→ What is asked
Could you copy every entry below word for word, leaving out any pictures?

→ Input for this task
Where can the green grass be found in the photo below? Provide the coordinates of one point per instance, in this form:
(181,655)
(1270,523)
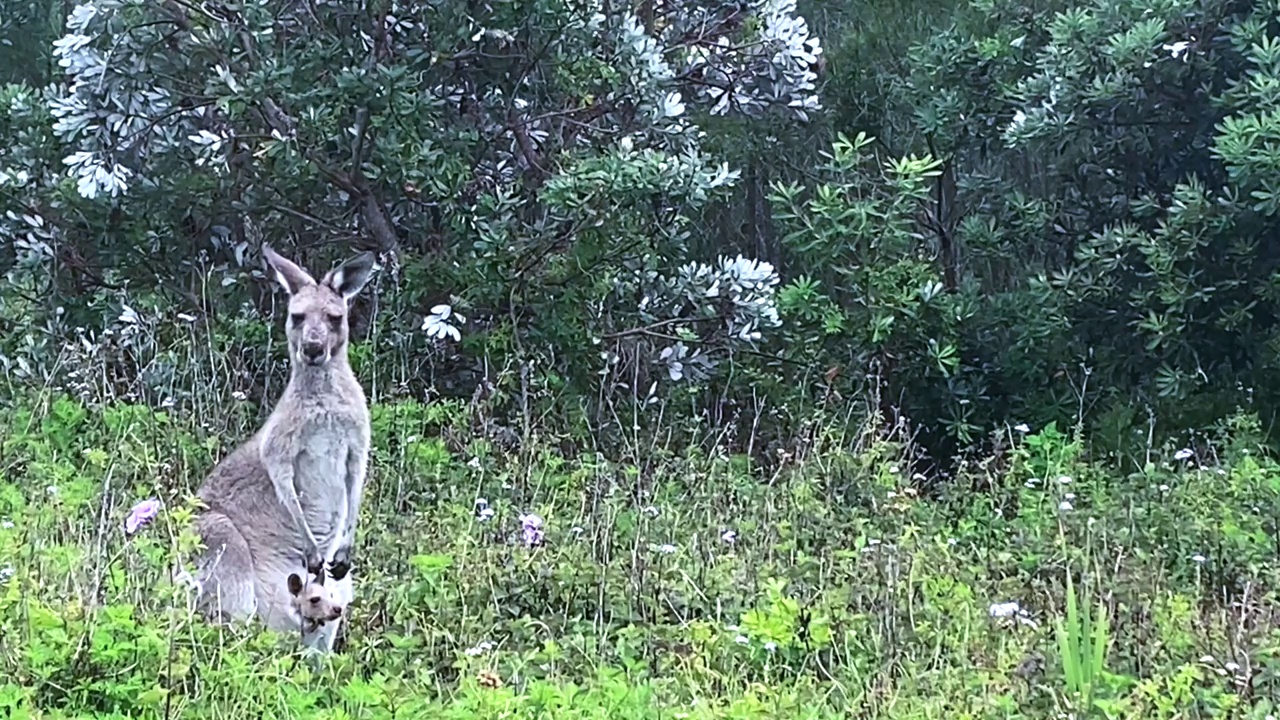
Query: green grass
(841,592)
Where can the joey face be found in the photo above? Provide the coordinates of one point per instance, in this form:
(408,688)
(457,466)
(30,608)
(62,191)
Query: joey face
(312,601)
(316,327)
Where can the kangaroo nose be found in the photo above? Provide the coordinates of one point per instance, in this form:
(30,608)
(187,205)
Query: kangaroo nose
(312,351)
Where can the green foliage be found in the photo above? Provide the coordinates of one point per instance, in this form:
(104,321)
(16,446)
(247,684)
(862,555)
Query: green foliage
(700,587)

→ Solution
Where can the green grass be found in the photo below? Provide the coordinates of one point per instance, in this form:
(181,655)
(1270,523)
Query: green grass
(841,592)
Where can the joey face be found in the photo above? Provide the coordinates of one point per instance, in this form:
(408,688)
(457,466)
(30,608)
(62,191)
Query: joey face
(312,601)
(316,327)
Where can the kangaroo nose be found in the photo above? Provide the coordinates of one point per instance, in this form:
(30,608)
(187,205)
Query: kangaroo nose
(312,351)
Where can the green foliage be found in the photo above? Provide the coordinates of one point per instance, in this form:
(104,321)
(16,446)
(247,684)
(862,555)
Query: green foliage
(700,587)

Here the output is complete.